[Fragmento proporcionado]
--- --- ---

Y suerte tuvieron de que El Greco muriera cuando murió; otros 20 años más y la Trinidad, la Comunión de los Santos y toda la raza humana, se habrían visto reducidas a excrecencias imperceptiblemente pegadas a las paredes de un intestino cósmico. Los más afortunados acaso podrían haber aspirado a ser parásitos intestinales, tenias o trematodas.

El vientre de la ballena.
Por lo que a mí respecta, ¡Qué lástima que El Greco no viviera tanto como el viejo Tiziano! Con 80 o 90 años, habría llegado a producir un arte casi abstracto: un cubismo sin cubos, orgánico, puramente visceral. ¡Qué cuadros habría pintado! Bellos, apasionantes, profundamente aterradores; pues aterradores ya son los que pintó en la madurez de su vida; terribles, a pesar de su fuerza y de su belleza. Este universo engullido en el que nos introduce es una de las creaciones más inquietantes de la mente humana, y también una de las más desconcertantes. ¿Qué razones tenía El Greco para lanzar a la Humanidad por el “callejón rojo”? ¿Qué le indujo a sacar a Dios de su infinito Cielo para encerrarlo en el intestino de un cetáceo? Sólo cabe hacer conjeturas. De lo único que estoy seguro es de que la presencia de la ballena responde a motivos más profundos que a la mera evocación de los mosaicos – de los nada viscerales mosaicos – que pudo ver en su infancia cretense y en su juventud romana y veneciana.

--- --- ---

[Datos proporcionados]

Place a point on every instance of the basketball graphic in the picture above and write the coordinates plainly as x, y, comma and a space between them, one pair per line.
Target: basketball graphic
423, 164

--- --- ---

[Instrucción de trabajo A] Indica si cada afirmación coincide con el fragmento sobre El Greco y respalda tu respuesta con las palabras exactas del texto que lo deciden. (i) El autor lamenta que El Greco no viviera tanto como Tiziano. (ii) El autor dice conocer con certeza por qué El Greco encerró a Dios en el intestino de un cetáceo. (iii) La presencia de la ballena se explica solo por el recuerdo de los mosaicos.
[Instrucción de trabajo B] Retoma el fragmento sobre El Greco y continúa el texto a partir de su última oración.
El listado no interviene en nada de esto.

[Resultado A]
(i) Sí: «¡Qué lástima que El Greco no viviera tanto como el viejo Tiziano!»
(ii) No: «Sólo cabe hacer conjeturas.»
(iii) No: «la presencia de la ballena responde a motivos más profundos que a la mera evocación de los mosaicos»

[Resultado B]
Tampoco una supuesta enfermedad ocular puede, como han pretendido algunos, explicar ese extraño devenir artístico. Las enfermedades han de ser muy graves para llegar a confundirse con sus víctimas. Que las enfermedades influyen sobre los hombres es obvio; pero no lo es menos que, salvo cuando la enfermedad se agrava in extremis, los hombres son algo más que una suma de síntomas mórbidos. Es muy probable que El Greco tuviera alguna anomalía visual. Pero otras personas han tenido esa misma enfermedad sin pintar por ello cuadros como el Laocoonte o La apertura del quinto sello.

En sus cuadros aparecen el éxtasis y el anhelo divino, pero aparecen siempre atrapados en el vientre de la ballena. Parece estar hablando en todo momento de las raíces fisiológicas del éxtasis, y no de la flor espiritual; de los hechos corporales más elementales de la experiencia numinosa, y no de sus derivaciones mentales.

Para él, el hecho primario, fisiológico, de la experiencia religiosa es también el hecho definitivo. Nunca renuncia a esa conciencia visceral que nosotros ignoramos pero a la que nuestros antepasados atribuían gran parte de sus pensamientos y sentimientos.

El privilegio del ignorante.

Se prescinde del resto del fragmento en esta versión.